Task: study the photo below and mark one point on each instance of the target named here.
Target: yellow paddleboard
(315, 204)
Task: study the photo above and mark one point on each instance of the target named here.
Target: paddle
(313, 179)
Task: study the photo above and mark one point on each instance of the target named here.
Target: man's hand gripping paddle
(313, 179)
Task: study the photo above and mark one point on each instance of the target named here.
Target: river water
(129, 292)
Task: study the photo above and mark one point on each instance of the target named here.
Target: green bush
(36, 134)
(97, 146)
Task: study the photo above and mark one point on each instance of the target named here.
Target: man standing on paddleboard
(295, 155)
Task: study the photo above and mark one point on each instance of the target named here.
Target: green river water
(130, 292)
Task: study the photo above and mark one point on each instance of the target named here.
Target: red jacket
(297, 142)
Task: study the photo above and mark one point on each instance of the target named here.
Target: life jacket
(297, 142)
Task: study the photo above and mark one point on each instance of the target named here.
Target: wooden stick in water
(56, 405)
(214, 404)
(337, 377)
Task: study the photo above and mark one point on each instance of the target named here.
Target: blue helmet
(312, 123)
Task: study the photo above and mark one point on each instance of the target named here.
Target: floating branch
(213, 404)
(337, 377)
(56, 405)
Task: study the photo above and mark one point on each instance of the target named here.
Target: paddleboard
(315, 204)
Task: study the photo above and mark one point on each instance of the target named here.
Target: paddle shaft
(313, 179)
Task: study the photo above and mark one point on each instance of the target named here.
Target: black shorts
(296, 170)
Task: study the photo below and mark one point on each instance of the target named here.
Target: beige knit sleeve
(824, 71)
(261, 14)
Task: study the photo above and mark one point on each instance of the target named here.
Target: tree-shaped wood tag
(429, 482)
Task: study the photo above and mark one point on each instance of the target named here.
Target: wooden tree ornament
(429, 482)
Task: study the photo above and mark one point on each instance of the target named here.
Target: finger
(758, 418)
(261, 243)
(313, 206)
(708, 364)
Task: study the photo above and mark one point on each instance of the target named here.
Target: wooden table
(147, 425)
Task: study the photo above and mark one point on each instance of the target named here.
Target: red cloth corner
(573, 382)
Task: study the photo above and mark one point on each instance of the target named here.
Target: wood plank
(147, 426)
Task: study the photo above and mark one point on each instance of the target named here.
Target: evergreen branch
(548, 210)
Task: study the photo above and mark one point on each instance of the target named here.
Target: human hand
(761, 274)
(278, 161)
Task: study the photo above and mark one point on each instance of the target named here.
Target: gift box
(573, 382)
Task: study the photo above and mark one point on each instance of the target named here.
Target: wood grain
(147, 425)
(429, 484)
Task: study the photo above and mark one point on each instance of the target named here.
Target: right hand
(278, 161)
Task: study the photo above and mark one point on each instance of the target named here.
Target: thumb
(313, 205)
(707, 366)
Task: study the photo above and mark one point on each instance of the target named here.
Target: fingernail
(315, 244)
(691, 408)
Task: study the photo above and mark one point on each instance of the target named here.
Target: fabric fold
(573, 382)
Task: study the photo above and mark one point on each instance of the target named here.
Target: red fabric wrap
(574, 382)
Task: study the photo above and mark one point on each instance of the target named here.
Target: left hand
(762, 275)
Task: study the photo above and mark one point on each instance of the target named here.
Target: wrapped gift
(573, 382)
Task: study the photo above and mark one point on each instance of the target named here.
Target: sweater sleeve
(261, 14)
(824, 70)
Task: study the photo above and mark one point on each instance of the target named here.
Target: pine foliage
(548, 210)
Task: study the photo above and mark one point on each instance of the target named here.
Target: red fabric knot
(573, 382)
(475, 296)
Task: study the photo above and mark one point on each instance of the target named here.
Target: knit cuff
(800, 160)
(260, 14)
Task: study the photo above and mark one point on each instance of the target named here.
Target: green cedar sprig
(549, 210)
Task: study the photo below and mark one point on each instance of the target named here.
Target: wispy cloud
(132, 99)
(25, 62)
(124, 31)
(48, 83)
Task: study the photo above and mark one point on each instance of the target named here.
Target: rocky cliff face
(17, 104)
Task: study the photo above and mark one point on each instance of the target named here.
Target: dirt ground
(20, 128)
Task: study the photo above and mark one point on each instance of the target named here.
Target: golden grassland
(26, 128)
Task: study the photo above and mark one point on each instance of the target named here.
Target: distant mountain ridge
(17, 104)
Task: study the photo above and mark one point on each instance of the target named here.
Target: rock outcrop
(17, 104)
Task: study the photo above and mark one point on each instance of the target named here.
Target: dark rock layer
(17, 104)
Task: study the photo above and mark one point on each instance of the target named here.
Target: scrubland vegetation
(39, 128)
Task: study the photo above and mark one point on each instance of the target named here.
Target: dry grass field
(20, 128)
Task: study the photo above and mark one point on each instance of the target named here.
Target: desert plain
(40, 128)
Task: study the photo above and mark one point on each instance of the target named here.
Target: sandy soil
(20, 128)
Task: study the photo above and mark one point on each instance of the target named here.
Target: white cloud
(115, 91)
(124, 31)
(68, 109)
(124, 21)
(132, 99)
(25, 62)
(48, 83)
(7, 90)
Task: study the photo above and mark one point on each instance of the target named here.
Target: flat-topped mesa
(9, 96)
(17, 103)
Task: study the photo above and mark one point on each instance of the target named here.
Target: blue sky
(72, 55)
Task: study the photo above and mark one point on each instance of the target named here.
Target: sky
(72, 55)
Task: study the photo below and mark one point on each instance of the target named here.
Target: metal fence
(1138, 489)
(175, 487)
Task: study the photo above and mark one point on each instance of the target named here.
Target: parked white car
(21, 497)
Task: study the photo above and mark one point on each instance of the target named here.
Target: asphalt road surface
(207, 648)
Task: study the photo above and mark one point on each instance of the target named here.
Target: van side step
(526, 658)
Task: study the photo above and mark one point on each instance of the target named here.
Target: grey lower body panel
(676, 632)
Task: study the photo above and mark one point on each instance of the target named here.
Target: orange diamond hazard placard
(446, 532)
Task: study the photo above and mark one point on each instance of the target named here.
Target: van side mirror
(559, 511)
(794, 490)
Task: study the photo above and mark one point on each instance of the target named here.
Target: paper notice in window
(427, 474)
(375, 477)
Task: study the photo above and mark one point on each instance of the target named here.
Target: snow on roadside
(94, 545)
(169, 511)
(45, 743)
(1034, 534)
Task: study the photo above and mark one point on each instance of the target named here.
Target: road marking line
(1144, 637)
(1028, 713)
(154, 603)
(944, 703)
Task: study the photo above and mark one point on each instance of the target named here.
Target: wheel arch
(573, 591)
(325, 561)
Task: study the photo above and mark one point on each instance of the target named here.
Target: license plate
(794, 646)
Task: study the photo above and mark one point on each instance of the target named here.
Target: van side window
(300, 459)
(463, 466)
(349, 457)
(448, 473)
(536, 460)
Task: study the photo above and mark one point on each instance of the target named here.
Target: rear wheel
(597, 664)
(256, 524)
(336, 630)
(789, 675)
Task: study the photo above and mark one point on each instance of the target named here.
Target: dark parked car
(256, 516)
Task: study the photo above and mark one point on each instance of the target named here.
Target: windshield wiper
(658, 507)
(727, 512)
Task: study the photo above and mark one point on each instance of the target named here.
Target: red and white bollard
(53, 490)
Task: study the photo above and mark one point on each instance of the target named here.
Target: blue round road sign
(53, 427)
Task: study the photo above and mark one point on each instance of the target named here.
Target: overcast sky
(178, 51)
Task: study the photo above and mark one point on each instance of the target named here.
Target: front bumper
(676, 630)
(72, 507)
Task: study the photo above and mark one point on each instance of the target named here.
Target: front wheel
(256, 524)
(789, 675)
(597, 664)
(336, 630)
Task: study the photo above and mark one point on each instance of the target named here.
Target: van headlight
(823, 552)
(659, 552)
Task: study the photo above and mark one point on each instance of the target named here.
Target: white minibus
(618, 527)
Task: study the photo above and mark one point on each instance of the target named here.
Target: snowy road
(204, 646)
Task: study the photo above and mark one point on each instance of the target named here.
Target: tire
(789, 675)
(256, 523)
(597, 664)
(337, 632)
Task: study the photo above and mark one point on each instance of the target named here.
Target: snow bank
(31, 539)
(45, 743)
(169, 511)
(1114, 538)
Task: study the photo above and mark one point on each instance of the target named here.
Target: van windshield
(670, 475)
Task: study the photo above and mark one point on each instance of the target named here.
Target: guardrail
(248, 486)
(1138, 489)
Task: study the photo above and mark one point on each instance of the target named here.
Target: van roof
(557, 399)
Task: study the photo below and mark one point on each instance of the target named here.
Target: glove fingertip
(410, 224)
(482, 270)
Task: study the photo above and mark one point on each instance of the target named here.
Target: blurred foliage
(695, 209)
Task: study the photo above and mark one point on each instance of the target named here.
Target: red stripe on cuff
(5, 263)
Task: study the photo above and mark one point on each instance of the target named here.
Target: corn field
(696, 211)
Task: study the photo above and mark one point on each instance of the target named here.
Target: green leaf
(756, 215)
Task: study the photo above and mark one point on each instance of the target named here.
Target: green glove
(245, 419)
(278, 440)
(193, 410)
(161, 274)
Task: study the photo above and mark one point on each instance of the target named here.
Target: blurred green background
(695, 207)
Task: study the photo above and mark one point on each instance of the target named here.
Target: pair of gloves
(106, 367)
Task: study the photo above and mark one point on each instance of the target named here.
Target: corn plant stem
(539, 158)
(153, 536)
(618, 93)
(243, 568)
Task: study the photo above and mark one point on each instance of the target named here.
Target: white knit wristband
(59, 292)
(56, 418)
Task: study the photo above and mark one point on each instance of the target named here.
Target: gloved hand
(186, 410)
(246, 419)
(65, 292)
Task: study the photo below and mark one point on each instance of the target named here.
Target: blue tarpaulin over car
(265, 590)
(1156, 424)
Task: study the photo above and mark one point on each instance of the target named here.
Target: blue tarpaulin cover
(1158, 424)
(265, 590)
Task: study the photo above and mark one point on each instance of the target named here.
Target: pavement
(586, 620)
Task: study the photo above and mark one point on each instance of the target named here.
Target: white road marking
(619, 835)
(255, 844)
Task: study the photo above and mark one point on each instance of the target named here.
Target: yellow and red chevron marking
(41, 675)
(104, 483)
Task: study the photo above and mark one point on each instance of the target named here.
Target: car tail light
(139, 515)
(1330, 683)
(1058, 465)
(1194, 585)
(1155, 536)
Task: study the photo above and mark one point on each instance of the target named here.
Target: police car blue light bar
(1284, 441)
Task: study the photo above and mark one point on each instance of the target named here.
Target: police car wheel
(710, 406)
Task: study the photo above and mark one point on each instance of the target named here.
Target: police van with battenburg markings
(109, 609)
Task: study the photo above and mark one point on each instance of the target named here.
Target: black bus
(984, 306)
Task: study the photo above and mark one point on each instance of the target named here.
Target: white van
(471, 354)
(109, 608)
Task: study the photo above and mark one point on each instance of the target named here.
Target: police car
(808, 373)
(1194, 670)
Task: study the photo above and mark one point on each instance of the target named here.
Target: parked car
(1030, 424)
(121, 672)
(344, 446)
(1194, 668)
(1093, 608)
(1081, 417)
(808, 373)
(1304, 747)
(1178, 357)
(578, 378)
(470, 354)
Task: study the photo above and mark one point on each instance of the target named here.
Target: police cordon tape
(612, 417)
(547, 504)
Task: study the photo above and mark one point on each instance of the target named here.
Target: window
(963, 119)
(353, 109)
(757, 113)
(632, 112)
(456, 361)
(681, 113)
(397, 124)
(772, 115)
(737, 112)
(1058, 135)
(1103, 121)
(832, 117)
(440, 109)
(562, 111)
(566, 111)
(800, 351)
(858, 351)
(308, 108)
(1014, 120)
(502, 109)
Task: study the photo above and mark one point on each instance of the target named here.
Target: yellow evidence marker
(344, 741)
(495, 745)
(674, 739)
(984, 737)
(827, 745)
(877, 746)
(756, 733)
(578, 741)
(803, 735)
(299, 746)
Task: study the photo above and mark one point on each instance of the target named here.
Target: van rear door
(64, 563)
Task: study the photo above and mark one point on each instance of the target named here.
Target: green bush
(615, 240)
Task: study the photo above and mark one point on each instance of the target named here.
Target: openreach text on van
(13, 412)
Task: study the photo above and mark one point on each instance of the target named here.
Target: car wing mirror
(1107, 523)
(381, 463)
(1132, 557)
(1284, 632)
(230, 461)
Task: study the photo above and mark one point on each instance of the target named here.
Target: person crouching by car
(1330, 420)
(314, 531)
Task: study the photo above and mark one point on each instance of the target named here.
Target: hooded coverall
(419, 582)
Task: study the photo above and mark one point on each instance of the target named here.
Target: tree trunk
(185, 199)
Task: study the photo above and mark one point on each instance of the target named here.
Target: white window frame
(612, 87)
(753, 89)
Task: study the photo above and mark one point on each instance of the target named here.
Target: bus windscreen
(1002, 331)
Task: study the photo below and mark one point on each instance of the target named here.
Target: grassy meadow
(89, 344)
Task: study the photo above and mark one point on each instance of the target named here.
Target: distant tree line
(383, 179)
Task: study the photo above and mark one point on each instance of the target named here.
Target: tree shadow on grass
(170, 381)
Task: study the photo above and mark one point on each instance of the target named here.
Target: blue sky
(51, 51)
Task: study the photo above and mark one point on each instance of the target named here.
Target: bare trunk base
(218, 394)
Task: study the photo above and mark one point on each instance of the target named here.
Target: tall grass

**Goal**: Report every line of the entries above that contains the word "water".

**Full answer**:
Target: river water
Target: green river water
Target: wooden stick in water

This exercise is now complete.